(The task): Count, in the entries, the lines with "truck". Answer with the number only.
++++ Source data
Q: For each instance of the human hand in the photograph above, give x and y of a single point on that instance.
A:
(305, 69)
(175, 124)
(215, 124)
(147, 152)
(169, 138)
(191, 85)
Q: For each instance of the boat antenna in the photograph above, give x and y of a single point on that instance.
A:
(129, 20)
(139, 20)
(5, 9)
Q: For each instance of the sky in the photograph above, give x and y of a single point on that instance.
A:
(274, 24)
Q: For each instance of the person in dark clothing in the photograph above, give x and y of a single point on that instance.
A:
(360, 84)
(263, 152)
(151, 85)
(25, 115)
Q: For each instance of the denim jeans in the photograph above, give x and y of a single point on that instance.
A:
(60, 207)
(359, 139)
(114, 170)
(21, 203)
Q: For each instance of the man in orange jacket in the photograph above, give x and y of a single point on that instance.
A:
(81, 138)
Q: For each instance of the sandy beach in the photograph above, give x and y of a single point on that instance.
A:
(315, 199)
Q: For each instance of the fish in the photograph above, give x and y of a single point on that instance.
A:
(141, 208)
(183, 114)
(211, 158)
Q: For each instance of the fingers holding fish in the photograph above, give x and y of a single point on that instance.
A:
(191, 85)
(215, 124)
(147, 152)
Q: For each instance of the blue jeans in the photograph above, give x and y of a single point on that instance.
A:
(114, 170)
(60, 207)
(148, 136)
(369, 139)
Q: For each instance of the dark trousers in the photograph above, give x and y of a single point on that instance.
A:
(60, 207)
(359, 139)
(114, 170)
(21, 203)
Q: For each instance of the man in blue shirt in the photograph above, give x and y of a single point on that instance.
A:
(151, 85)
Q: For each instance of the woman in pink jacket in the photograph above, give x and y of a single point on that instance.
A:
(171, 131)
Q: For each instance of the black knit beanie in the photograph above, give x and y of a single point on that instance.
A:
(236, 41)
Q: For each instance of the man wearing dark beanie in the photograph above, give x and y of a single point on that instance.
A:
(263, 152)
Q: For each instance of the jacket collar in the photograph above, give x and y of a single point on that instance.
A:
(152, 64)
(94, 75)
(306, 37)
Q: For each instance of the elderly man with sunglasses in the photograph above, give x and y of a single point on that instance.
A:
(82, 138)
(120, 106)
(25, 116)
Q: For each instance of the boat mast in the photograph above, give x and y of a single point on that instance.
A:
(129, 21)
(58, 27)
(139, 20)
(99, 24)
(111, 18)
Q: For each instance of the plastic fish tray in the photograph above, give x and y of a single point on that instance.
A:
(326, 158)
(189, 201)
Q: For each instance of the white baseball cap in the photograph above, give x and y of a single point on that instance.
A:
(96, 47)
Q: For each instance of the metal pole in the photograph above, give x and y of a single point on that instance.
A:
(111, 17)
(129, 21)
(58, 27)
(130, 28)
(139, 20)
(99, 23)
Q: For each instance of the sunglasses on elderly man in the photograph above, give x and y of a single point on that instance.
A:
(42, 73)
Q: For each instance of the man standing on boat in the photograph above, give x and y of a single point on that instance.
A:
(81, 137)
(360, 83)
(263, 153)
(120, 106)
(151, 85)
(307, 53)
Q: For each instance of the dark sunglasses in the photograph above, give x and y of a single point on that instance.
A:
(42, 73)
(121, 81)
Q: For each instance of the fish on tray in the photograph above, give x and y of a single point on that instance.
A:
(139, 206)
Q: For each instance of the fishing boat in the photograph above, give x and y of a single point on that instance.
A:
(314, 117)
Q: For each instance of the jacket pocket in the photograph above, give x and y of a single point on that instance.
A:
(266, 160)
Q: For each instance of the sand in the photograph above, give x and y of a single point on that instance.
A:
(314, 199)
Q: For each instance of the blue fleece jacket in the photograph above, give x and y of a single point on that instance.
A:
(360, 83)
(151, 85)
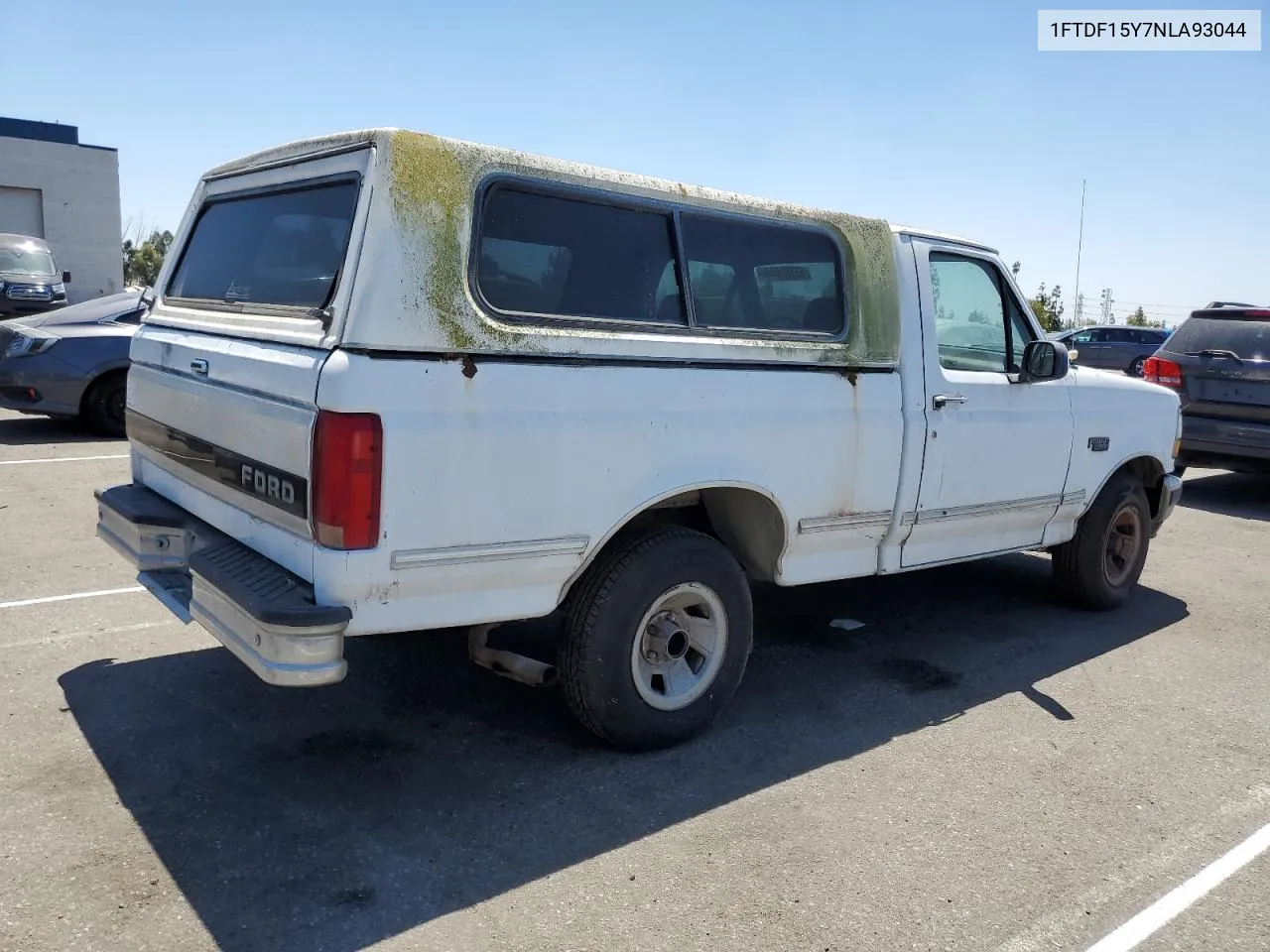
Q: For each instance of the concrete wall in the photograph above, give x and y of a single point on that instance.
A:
++++++++
++++ Source data
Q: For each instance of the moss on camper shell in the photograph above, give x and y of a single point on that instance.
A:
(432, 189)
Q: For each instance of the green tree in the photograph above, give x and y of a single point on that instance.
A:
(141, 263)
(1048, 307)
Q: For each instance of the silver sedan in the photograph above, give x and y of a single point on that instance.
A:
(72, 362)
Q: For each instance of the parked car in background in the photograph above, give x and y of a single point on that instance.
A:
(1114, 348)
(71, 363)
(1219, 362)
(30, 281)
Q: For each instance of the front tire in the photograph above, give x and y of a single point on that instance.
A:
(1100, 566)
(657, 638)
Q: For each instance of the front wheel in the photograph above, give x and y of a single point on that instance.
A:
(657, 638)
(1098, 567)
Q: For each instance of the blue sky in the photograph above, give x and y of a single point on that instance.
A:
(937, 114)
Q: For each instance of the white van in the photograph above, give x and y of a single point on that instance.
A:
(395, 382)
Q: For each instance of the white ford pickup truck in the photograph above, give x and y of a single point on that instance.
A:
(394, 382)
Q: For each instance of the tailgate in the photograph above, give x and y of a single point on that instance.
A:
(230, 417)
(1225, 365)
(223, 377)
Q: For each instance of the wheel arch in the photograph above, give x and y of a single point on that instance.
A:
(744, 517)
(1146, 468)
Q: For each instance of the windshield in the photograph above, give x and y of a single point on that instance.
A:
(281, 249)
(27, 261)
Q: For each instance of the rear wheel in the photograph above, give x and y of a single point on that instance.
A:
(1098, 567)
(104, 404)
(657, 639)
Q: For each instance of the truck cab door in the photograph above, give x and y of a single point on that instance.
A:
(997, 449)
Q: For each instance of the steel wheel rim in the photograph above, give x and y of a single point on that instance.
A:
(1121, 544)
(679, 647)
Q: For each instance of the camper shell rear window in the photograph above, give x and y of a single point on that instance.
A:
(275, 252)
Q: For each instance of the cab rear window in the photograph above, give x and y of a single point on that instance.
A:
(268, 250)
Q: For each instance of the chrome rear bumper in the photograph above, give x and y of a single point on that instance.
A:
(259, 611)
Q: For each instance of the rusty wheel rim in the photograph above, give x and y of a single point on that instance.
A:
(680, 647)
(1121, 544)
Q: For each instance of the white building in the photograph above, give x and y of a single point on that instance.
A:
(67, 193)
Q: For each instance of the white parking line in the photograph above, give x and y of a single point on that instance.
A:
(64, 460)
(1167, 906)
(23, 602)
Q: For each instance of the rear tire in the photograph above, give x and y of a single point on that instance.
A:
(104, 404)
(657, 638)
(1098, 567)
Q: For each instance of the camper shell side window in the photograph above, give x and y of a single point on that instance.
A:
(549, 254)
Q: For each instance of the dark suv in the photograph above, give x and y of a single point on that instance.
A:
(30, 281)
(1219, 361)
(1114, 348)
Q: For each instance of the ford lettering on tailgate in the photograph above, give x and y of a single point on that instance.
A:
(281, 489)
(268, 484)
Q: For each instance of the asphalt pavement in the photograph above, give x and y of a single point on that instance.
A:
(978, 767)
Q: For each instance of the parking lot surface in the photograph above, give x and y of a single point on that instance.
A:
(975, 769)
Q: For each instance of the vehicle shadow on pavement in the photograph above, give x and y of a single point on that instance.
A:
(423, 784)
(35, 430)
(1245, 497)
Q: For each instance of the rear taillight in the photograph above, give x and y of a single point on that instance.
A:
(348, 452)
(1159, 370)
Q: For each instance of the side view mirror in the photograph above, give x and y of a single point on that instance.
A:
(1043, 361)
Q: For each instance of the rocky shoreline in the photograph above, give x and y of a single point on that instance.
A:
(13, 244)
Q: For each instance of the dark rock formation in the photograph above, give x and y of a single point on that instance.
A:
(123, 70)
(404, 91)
++++++++
(Solution to this exercise): 2